■ **TASK**:
Within the entries underneath, how many lines include the string "yellow"? State only the number.

Content starts

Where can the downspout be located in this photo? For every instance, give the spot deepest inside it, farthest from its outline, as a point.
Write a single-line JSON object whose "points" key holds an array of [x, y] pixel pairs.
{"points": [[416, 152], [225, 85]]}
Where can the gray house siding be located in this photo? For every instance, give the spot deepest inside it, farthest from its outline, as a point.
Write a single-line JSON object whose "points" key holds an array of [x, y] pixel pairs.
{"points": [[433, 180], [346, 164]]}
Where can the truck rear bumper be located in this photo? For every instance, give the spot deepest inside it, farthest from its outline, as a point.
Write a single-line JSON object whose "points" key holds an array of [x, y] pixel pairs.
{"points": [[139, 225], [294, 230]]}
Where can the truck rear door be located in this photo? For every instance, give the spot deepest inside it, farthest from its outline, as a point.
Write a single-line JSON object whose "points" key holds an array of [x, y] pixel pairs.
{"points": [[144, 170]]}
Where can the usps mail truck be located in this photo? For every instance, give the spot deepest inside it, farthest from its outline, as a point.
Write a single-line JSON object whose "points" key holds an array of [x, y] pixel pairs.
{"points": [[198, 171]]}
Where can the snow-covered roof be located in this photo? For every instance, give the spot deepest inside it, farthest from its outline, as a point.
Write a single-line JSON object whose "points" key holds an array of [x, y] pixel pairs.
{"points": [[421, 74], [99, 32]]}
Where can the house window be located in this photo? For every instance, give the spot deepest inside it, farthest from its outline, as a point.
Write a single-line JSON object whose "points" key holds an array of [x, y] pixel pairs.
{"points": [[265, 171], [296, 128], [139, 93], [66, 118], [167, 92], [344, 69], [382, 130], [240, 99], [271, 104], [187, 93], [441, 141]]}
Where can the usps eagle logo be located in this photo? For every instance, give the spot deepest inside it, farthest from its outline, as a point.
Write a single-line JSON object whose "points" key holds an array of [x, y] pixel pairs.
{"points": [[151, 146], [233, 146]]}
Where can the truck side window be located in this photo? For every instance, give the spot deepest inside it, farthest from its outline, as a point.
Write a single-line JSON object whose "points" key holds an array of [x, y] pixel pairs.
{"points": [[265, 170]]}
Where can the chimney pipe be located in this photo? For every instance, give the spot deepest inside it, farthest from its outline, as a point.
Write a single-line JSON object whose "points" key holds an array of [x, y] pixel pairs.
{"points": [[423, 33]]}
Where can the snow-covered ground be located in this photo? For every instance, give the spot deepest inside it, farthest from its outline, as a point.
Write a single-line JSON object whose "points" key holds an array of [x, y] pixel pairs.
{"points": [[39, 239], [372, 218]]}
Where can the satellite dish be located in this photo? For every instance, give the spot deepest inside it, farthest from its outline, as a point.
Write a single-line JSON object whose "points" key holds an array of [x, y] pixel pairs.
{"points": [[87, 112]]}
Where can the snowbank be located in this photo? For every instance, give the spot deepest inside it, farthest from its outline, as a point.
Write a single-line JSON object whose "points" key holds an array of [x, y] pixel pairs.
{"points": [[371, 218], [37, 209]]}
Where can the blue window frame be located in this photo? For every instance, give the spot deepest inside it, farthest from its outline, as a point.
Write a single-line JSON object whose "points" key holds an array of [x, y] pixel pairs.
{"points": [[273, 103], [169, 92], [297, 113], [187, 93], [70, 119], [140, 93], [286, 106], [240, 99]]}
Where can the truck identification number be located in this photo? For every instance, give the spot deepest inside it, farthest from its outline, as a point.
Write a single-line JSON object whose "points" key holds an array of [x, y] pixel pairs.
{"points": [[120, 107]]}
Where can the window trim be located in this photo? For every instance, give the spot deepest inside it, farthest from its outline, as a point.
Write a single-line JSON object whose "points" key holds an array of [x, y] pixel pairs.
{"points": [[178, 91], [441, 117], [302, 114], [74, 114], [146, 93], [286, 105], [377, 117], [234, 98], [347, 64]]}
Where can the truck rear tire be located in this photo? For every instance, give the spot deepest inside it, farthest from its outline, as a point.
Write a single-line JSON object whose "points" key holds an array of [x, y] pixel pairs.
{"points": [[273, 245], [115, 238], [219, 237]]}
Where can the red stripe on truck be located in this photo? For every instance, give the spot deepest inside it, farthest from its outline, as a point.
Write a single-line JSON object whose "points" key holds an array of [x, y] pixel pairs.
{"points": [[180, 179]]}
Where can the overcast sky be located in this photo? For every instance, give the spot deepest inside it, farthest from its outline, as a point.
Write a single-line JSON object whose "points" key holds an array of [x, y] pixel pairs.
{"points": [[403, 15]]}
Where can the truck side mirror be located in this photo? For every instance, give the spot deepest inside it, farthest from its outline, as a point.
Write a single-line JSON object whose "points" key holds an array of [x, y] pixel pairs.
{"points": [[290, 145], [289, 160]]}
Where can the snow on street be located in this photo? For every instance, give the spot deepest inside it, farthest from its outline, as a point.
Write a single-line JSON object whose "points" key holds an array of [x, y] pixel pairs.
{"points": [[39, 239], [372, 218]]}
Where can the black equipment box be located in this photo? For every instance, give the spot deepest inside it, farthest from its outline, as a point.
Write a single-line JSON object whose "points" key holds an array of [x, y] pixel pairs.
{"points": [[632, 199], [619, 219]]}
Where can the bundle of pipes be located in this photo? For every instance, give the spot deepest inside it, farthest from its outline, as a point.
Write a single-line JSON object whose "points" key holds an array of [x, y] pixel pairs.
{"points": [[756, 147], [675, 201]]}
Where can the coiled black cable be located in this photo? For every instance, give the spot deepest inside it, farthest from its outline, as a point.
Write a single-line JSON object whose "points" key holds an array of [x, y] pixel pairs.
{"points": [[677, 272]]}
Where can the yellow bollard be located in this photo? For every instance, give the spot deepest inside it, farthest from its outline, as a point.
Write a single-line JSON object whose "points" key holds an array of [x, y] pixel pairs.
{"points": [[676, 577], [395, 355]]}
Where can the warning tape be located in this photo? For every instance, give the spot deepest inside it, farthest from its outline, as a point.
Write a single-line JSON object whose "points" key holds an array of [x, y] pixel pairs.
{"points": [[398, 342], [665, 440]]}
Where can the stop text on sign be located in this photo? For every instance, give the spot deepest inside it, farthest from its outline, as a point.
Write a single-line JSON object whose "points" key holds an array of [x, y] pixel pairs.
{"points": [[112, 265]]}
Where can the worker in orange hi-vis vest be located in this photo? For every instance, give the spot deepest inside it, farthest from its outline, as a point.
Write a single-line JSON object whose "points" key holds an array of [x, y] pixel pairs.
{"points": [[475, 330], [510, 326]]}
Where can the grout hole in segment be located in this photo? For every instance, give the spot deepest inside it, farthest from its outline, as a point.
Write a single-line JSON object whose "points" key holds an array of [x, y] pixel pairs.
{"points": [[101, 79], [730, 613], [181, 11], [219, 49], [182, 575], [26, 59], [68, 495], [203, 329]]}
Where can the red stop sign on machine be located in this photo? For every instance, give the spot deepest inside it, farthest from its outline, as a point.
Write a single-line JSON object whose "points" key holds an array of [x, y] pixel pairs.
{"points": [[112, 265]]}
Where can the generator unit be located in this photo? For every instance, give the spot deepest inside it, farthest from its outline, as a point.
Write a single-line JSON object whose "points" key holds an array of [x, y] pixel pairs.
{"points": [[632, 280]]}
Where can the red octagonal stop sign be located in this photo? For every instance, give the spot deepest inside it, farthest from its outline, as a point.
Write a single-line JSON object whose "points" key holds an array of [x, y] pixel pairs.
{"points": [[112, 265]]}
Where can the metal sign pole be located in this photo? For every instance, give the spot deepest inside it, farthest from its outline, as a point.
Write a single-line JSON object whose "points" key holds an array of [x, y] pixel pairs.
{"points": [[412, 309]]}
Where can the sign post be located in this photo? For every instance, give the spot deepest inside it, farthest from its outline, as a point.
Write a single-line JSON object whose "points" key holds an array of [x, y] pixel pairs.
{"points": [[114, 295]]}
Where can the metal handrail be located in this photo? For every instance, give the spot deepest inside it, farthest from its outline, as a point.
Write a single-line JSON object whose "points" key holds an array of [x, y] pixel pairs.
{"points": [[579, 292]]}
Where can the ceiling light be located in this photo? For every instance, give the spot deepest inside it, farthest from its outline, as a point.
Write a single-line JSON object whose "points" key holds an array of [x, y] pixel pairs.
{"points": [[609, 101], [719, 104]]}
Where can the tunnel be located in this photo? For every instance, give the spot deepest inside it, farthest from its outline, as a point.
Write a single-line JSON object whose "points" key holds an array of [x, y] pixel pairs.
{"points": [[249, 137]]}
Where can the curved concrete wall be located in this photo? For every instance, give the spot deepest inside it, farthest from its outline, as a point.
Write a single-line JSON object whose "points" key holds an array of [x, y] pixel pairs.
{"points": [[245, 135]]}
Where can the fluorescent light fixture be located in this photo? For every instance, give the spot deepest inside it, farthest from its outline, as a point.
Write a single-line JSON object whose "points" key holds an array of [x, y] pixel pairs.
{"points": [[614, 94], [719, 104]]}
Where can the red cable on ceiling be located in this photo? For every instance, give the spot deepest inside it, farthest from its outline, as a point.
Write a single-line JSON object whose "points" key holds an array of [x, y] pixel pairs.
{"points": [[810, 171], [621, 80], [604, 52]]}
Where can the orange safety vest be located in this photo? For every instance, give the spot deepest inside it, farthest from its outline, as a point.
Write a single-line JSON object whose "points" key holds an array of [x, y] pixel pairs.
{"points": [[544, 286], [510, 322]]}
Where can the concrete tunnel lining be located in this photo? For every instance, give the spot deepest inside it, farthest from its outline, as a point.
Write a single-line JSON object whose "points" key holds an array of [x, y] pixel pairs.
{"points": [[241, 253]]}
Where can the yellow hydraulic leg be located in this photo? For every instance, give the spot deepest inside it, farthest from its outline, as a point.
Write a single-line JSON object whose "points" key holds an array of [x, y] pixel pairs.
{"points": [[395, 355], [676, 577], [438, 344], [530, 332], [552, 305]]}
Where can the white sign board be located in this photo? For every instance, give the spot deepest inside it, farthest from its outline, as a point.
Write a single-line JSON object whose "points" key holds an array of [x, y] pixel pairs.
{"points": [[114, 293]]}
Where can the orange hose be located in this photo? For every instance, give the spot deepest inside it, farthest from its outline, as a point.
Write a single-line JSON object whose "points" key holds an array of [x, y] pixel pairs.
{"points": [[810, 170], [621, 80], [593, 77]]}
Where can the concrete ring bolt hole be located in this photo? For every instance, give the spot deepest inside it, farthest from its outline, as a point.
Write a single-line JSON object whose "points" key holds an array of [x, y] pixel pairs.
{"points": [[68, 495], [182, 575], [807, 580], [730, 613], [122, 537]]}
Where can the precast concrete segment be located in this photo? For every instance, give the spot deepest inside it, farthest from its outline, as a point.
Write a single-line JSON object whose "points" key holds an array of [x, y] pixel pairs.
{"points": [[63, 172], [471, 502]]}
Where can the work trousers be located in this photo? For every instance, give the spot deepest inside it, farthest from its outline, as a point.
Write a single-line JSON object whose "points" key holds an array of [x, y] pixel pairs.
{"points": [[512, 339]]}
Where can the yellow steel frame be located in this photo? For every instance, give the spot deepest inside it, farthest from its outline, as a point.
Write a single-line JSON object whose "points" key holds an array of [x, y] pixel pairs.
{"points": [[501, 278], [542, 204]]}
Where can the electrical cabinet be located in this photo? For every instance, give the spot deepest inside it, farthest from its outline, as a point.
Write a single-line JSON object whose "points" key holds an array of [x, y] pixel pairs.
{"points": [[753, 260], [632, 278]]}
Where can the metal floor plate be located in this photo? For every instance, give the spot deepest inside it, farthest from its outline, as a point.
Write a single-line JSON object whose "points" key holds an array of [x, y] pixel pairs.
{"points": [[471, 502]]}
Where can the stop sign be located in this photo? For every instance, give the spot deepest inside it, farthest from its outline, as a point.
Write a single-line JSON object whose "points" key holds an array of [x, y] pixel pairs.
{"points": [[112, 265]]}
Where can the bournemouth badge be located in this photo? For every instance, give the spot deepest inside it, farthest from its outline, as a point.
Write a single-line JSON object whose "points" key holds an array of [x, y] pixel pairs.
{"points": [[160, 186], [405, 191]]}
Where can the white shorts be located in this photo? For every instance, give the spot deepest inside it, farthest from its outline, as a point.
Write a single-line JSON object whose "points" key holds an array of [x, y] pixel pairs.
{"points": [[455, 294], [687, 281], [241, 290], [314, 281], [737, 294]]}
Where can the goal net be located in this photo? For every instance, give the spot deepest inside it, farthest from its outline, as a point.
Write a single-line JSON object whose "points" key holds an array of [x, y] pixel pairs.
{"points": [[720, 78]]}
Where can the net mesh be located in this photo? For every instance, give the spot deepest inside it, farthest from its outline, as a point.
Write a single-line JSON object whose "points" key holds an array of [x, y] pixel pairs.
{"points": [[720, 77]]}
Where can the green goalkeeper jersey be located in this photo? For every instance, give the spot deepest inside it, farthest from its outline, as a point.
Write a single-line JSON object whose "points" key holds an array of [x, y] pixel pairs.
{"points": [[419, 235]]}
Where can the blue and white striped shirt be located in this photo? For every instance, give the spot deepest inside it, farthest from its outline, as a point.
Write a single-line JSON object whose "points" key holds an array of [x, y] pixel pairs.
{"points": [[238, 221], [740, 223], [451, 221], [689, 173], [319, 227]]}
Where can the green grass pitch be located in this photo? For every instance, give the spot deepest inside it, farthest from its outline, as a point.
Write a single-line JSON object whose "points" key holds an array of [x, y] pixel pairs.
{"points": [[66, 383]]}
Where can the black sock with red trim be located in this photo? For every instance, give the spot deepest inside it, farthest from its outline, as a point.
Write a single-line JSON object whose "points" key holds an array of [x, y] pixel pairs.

Content ends

■ **COMPLETED EXERCISE**:
3